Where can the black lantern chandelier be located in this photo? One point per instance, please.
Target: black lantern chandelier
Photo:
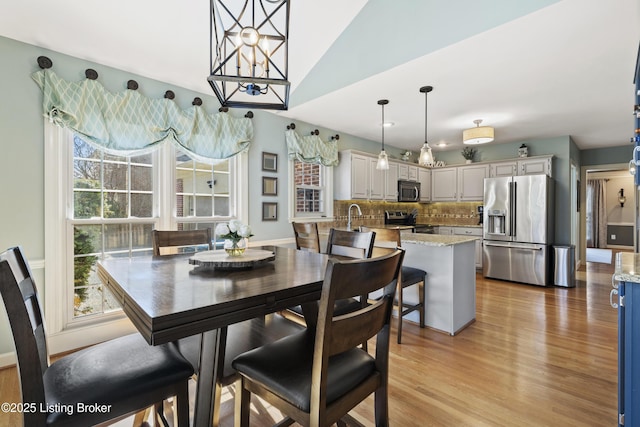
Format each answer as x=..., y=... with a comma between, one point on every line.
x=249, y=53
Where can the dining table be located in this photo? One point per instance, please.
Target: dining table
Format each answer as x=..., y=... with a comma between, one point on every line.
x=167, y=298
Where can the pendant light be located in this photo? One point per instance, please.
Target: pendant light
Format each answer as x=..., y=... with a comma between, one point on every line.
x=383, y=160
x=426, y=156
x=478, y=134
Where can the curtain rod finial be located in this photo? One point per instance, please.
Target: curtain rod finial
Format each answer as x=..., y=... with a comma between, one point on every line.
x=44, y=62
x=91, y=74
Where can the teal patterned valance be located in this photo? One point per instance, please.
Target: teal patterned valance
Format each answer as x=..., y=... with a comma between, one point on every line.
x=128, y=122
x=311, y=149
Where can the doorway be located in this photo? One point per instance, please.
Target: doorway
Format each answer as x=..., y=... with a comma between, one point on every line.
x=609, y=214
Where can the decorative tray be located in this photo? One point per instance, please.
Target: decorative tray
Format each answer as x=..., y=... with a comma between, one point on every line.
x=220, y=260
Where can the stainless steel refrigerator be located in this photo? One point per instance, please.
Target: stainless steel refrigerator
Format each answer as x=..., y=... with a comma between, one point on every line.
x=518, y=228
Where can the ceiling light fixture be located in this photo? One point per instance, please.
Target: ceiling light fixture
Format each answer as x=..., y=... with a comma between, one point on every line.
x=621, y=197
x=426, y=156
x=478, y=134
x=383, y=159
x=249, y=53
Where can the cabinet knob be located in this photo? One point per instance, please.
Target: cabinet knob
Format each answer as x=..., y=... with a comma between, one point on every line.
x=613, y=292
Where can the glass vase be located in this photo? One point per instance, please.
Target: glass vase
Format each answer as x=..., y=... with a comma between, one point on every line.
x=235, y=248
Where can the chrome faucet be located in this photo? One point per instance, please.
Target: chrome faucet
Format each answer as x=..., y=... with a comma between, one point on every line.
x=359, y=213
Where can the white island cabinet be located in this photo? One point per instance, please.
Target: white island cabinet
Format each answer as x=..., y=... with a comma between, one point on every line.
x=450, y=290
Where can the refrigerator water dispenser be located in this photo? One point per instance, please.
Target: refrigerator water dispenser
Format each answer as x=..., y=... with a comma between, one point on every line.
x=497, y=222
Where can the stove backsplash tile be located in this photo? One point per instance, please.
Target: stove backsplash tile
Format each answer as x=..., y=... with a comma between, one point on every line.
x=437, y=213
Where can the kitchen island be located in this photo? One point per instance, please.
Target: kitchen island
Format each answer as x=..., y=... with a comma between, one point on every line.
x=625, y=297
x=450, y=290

_ _ _ _ _ _ _

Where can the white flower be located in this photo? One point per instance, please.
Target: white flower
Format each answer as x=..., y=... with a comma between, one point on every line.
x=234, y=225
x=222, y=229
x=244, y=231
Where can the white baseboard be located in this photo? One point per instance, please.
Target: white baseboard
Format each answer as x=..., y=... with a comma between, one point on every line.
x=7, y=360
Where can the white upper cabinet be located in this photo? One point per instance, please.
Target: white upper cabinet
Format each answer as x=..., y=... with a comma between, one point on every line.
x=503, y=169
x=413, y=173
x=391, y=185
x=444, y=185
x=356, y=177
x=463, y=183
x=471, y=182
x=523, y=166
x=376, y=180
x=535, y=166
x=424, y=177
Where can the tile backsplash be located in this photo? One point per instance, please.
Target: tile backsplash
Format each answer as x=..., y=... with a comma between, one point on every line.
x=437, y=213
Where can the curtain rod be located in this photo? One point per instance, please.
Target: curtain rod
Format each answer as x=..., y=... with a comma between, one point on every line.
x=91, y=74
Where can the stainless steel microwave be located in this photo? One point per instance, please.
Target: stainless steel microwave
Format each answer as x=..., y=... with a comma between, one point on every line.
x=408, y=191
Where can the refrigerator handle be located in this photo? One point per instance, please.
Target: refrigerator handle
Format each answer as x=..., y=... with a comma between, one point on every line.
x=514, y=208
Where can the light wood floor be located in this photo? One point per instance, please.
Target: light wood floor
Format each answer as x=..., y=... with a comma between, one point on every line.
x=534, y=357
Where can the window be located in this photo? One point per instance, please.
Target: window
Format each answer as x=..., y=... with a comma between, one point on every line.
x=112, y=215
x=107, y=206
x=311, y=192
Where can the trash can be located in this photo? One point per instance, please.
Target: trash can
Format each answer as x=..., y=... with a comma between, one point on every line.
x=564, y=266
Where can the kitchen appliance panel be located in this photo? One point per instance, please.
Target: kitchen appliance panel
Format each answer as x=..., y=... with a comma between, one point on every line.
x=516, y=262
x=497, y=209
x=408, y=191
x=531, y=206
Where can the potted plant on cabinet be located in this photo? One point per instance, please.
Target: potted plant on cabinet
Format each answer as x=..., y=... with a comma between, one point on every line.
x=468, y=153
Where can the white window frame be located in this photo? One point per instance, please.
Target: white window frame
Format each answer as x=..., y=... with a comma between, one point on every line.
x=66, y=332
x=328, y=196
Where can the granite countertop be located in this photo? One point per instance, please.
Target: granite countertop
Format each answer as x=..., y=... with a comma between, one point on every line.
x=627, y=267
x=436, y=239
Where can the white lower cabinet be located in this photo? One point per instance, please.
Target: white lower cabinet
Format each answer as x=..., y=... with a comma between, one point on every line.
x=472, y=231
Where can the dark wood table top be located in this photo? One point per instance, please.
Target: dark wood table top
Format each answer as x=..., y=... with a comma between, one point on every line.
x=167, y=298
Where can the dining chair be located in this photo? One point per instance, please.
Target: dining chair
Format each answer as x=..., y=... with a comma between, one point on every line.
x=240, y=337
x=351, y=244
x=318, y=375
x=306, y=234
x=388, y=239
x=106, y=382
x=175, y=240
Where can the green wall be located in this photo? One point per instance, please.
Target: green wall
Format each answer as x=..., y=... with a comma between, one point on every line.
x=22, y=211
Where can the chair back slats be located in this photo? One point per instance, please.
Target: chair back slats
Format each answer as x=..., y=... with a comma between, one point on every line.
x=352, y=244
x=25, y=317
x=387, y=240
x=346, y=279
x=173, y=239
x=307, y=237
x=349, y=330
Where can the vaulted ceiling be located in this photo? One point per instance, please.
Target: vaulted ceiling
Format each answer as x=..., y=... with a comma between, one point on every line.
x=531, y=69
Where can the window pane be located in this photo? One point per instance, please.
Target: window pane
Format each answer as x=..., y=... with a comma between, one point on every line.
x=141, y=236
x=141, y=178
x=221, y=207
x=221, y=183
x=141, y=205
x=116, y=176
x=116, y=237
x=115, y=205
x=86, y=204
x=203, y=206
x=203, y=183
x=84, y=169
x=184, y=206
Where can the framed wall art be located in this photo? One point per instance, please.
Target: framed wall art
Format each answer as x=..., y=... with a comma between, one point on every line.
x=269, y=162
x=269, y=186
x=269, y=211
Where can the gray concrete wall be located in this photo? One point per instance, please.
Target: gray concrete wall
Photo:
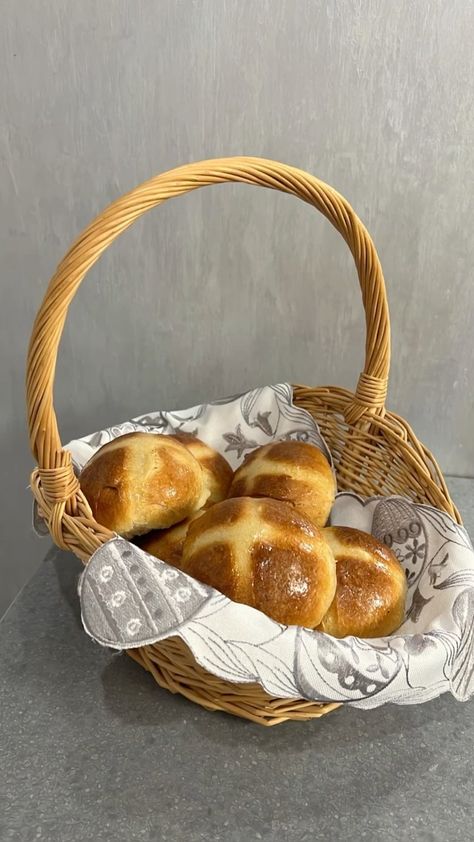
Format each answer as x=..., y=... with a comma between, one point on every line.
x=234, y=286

_ _ _ _ _ _ _

**Work to complete:** Present the part of the listing that opens with the line containing "Where can the black" and closes with the line containing "x=609, y=214", both included, as a Markdown table with the columns Row and Text, numbering each line and skipping blank lines. Leave the pictures out of the table.

**Result of this exercise:**
| Row | Text |
|---|---|
| 1 | Where can the black lantern chandelier be located in this photo? One point per instance, please. |
| 2 | Target: black lantern chandelier |
| 3 | Photo: |
| 4 | Format each answer as x=..., y=... with a comma between, one point on every line. |
| 5 | x=249, y=53 |
| 6 | Where can the dining table be located in this photo? One point per instance, please. |
| 7 | Target: dining table |
| 8 | Format each answer as x=..., y=... with a comma between, one point on every line. |
| 9 | x=167, y=298 |
| 10 | Where can the pendant light be located in this photo? One point per instance, please. |
| 11 | Target: pendant light |
| 12 | Format each answer as x=..., y=... with a comma between, one point on every line. |
| 13 | x=383, y=160 |
| 14 | x=426, y=156 |
| 15 | x=478, y=134 |
| 16 | Where can the curtain rod finial be located in this photo? One point per instance, please. |
| 17 | Target: curtain rod finial |
| 18 | Format each answer as x=..., y=... with a comma between, one point on every line. |
| 19 | x=44, y=62 |
| 20 | x=91, y=74 |
| 21 | Where can the teal patterned valance be located in this photo? One point per instance, please. |
| 22 | Target: teal patterned valance |
| 23 | Format each answer as x=..., y=... with a comma between, one point on every line. |
| 24 | x=128, y=122 |
| 25 | x=311, y=149 |
| 26 | Where can the doorway be located in this photo? One point per instance, please. |
| 27 | Target: doorway |
| 28 | Format each answer as x=..., y=... with a comma between, one point on every line. |
| 29 | x=609, y=214 |